- [Teks Pilihan]:
Page 156 - Tadabbur 10 Qiraat Sural Al Mulk
P. 156
Fiqih ibadah sangat diperlukan untuk mengukur nilai ibadah secara
kuantitatif sehingga manakala ditemukan ada kesalahan secara lahir
maka diharap segera dapat diperbaiki. Ilmu Fiqih bukan satu-satunya
cara untuk menilai hakikat ibadah sebab ibadah dalam Islam adalah
hubungan hamba dengan Allah. Pada saat seorang hamba
melaksanakan ibadah tiada yang mengetahui hakikat ibadahnya selain
Allah. Kekurangan seseorang dalam ilmu fiqih boleh jadi tertutupi
dengan kelebihannya dalam rasa harap dan takutnya. Sehingga dia
dapat menikmati ibadah dengan adanya rasa harap dan menikmati
khusyu karena ada rasa takut.

- [Data Tersedia]:
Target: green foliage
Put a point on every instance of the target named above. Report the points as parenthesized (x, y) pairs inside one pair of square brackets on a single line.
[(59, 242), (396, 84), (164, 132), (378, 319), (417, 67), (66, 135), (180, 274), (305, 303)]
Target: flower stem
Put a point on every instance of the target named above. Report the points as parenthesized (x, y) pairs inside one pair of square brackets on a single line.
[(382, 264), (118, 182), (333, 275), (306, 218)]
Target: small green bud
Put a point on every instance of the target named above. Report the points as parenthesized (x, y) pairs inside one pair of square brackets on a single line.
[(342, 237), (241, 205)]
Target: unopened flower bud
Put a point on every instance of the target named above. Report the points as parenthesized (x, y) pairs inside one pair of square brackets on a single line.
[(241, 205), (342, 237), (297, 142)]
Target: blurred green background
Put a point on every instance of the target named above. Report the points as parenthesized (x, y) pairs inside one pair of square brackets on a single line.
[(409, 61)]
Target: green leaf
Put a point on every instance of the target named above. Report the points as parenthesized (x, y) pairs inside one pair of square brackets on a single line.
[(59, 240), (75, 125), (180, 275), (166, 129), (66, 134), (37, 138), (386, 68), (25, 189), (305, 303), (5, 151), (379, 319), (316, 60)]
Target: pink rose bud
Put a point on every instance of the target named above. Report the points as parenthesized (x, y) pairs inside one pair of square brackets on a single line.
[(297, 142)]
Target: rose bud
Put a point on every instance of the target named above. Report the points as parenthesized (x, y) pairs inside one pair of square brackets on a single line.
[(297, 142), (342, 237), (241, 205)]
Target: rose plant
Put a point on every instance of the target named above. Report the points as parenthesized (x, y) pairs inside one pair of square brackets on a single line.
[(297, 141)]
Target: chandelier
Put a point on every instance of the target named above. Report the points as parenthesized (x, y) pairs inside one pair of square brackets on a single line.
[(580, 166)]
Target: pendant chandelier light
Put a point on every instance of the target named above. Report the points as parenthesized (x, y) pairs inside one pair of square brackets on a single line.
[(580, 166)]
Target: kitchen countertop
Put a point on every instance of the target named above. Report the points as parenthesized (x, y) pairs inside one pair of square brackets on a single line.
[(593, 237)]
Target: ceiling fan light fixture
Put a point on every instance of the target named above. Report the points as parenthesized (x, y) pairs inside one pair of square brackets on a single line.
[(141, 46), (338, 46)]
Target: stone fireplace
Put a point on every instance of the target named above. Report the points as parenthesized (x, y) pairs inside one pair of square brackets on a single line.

- [Tugas Dikerjakan]:
a: Ketik ulang tanpa perubahan bagian teks tentang fiqih ibadah, mulai dari "Page 156 - Tadabbur" dan terus hingga "ada rasa takut.".
b: Dalam paragraf teks tentang fiqih ibadah, tuliskan setiap kata berhuruf kapital yang muncul di tengah kalimat, masing-masing cukup satu kali.
Data tersebut tidak berkaitan dengan teks tentang fiqih ibadah.

- [Jawaban Tugas]:
a:
Page 156 - Tadabbur 10 Qiraat Sural Al Mulk
P. 156
Fiqih ibadah sangat diperlukan untuk mengukur nilai ibadah secara
kuantitatif sehingga manakala ditemukan ada kesalahan secara lahir
maka diharap segera dapat diperbaiki. Ilmu Fiqih bukan satu-satunya
cara untuk menilai hakikat ibadah sebab ibadah dalam Islam adalah
hubungan hamba dengan Allah. Pada saat seorang hamba
melaksanakan ibadah tiada yang mengetahui hakikat ibadahnya selain
Allah. Kekurangan seseorang dalam ilmu fiqih boleh jadi tertutupi
dengan kelebihannya dalam rasa harap dan takutnya. Sehingga dia
dapat menikmati ibadah dengan adanya rasa harap dan menikmati
khusyu karena ada rasa takut.

b: Fiqih, Islam, Allah